WS-RESULT-FLAG: A single-character flag to store the final result ('Y' or 'N'). We use level 88 condition names (IS-ISOGRAM, IS-NOT-ISOGRAM) for more readable `IF` statements later.
WS-LOOP-INDEX, WS-CHAR-INDEX, WS-CURRENT-CHAR: Standard variables for controlling our loop, storing the calculated alphabet index, and holding the character being processed.
WS-FREQUENCY-TABLE: This is the heart of our algorithm. The OCCURS 26 TIMES clause creates an array of 26 single-digit numbers (PIC 9(1)). The INDEXED BY IDX-LETTER clause creates a special, efficient index variable for this table.

The `PROCEDURE DIVISION` Logic Flow

This section contains the executable code, organized into paragraphs (similar to functions or methods).

`000-MAIN-PROCEDURE`

This is the main driver of the program. It orchestrates the entire process by calling other paragraphs in a specific order.

It calls 100-PREPARE-STRING to normalize the input.
It calls 200-INITIALIZE-FREQ-TABLE to reset our counter array.
It executes the main loop, 300-CHECK-FOR-ISOGRAM. The VARYING...UNTIL clause handles the iteration from the first character to the last. Crucially, the loop also stops if IS-NOT-ISOGRAM becomes true, making the program more efficient by exiting early.
Finally, it calls 400-DISPLAY-RESULT to show the outcome.

`100-PREPARE-STRING`

This paragraph cleans the input data. First, it uses the intrinsic function FUNCTION UPPER-CASE and then the powerful INSPECT ... CONVERTING verb to change all letters to lowercase. This ensures our check is case-insensitive. It also calculates the actual length of the string, ignoring any trailing spaces.

:: YOUR TASKS ::
- a) List every paragraph name with a numeric prefix (such as the one that begins with "000") that the isogram passage mentions.
- b) Rewrite the isogram passage from the words "This section contains" through the words "by exiting early.", with "coordinates" in place of "orchestrates".
- c) Answer these from the isogram passage:
(i) What two values can WS-RESULT-FLAG hold?
(ii) How many numbers does the array in WS-FREQUENCY-TABLE contain?
(iii) Which paragraph is called to normalize the input?

:: GIVEN DATA ::
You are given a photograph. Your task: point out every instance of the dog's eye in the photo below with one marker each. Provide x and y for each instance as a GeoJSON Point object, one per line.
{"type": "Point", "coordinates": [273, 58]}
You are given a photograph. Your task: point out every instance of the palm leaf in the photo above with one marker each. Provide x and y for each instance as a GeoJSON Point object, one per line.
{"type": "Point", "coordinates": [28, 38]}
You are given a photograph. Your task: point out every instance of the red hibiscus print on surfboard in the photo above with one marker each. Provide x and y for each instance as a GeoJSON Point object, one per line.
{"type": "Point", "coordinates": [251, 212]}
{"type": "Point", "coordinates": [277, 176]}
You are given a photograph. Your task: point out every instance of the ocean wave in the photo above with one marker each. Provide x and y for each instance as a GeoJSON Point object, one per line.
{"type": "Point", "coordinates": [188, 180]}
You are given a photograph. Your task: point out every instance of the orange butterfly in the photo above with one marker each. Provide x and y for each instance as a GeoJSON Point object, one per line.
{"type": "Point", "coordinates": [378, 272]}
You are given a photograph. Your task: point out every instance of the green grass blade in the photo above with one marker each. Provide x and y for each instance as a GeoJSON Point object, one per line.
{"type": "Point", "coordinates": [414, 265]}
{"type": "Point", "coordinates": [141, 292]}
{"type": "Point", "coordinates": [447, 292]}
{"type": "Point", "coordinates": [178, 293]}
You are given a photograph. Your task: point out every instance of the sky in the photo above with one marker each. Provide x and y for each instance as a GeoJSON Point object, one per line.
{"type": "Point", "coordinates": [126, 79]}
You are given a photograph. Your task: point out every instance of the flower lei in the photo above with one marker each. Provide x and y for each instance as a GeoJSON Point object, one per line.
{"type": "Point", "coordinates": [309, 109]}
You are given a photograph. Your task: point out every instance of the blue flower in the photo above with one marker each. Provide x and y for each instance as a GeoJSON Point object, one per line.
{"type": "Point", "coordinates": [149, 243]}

:: TASK RESPONSES ::
- a)
000-MAIN-PROCEDURE
100-PREPARE-STRING
200-INITIALIZE-FREQ-TABLE
300-CHECK-FOR-ISOGRAM
400-DISPLAY-RESULT

- b)
This section contains the executable code, organized into paragraphs (similar to functions or methods).

`000-MAIN-PROCEDURE`

This is the main driver of the program. It coordinates the entire process by calling other paragraphs in a specific order.

It calls 100-PREPARE-STRING to normalize the input.
It calls 200-INITIALIZE-FREQ-TABLE to reset our counter array.
It executes the main loop, 300-CHECK-FOR-ISOGRAM. The VARYING...UNTIL clause handles the iteration from the first character to the last. Crucially, the loop also stops if IS-NOT-ISOGRAM becomes true, making the program more efficient by exiting early.

- c)
(i) 'Y' or 'N'
(ii) 26
(iii) 100-PREPARE-STRING